## BEGIN Data lines

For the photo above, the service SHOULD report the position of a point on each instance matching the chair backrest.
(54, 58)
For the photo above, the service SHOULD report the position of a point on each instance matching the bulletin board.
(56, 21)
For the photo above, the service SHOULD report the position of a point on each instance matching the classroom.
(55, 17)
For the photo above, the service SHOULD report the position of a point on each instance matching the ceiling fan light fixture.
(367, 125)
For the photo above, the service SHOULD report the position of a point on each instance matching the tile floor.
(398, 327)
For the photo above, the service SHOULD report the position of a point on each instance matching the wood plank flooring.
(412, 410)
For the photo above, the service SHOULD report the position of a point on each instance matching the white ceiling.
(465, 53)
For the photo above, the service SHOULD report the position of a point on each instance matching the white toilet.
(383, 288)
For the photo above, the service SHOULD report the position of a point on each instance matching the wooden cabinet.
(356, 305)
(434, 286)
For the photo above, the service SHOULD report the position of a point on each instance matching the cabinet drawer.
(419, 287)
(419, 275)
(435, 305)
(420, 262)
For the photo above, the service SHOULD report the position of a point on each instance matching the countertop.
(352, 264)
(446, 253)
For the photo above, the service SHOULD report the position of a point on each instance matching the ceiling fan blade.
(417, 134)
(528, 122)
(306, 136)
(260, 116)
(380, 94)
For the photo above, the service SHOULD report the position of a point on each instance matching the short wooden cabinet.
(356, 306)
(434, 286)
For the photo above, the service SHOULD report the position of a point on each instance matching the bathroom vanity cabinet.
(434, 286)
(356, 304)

## END Data lines
## BEGIN Data lines

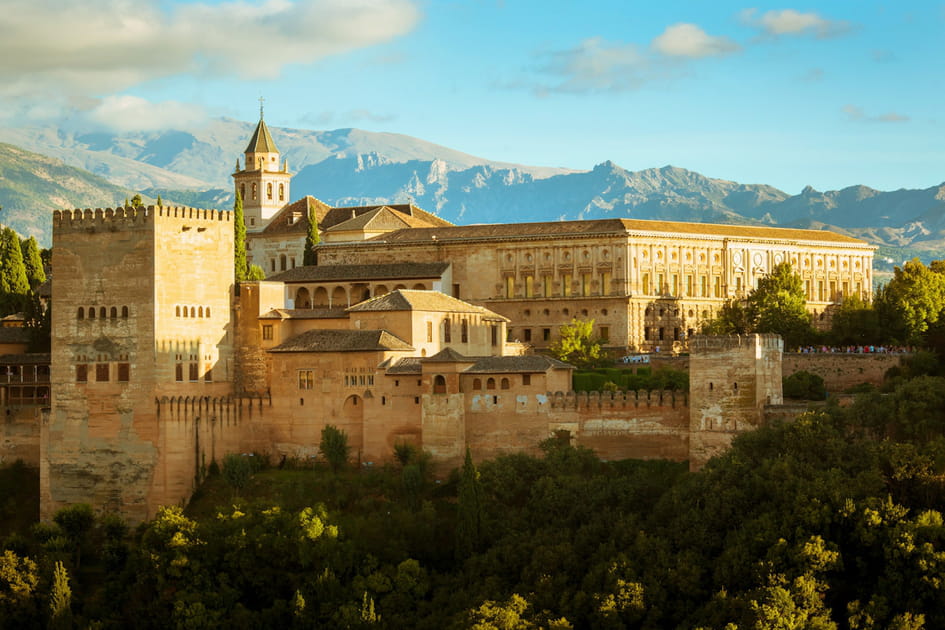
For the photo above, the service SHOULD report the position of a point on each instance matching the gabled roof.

## END Data lines
## BEGIN Data lines

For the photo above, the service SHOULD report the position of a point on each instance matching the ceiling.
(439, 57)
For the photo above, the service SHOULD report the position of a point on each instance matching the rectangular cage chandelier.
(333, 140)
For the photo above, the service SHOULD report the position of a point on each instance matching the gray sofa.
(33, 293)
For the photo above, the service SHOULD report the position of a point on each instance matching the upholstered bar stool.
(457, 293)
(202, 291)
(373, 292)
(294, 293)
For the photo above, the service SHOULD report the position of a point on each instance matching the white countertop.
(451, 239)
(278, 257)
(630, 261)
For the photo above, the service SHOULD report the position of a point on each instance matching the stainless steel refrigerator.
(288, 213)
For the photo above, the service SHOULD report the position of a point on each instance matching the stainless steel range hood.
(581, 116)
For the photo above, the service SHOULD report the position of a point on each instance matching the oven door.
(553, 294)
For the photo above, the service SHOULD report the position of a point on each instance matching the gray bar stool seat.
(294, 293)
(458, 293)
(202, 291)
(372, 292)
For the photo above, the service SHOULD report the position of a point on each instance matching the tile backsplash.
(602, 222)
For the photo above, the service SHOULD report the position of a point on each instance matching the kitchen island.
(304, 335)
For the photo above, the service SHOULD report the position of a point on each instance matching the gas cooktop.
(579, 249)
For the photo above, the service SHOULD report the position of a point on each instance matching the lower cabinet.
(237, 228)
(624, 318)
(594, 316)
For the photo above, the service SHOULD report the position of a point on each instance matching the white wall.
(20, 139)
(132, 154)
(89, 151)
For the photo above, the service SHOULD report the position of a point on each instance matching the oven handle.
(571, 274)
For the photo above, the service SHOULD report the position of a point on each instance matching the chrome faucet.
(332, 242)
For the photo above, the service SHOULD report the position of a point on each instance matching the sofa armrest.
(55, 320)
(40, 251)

## END Data lines

Short problem: Find every row above that contains the string "stainless", and copy each matching row in full.

Solution for this task:
For the photo above, the service SHOULD report the position of a point on each instance matching the stainless steel refrigerator.
For the photo above, the service SHOULD report the position of a point on each instance matching the stainless steel range hood.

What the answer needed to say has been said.